--- DATA SHOWN ---

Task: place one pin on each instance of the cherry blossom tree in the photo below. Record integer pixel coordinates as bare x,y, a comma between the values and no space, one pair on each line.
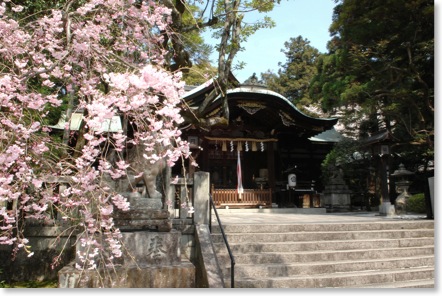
106,56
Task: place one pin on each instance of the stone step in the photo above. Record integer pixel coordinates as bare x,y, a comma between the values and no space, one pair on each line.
316,268
323,256
322,235
333,226
407,284
341,280
283,247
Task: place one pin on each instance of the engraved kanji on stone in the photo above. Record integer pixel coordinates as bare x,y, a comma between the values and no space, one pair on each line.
156,248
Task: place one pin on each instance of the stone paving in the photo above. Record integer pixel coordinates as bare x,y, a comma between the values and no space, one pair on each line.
286,217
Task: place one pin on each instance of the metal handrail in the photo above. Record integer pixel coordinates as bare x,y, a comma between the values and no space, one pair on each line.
232,259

---

_DESCRIPTION OF THE TASK_: Please keep every line of the data the same when you reproduce it, and keep every picture out.

_RESULT OF THE TASK_:
Task: place one pin on each instance of the cherry blossom tree in the photo below. Record integer pixel coordinates as bare x,y, a comma between the values and no space, one pair on each line.
106,56
Task: place one pin on each instance of the stone step in the photo above. Record integer pixel coordinates as bare x,y, a comma between the values and no space, one pair on each line.
316,268
323,256
322,235
333,226
407,284
341,280
283,247
Task: place one pin on each instance of the engraved kanji on stone in the photo above. Record integer pixel coordinates as bare x,y, a comma between the values and no space, one pair on each line.
156,248
Task: place one pin on each instance of the stone paving in the photo above. Record integer pixel coordinates as bare x,y, a comma between the values and no space, one pair on each line.
286,217
Task: place one pin on each instance of the metal handrail in the photo above. Record integer pixel coordinates as bare x,y, a comma between the values and no space, one pair on each line.
232,259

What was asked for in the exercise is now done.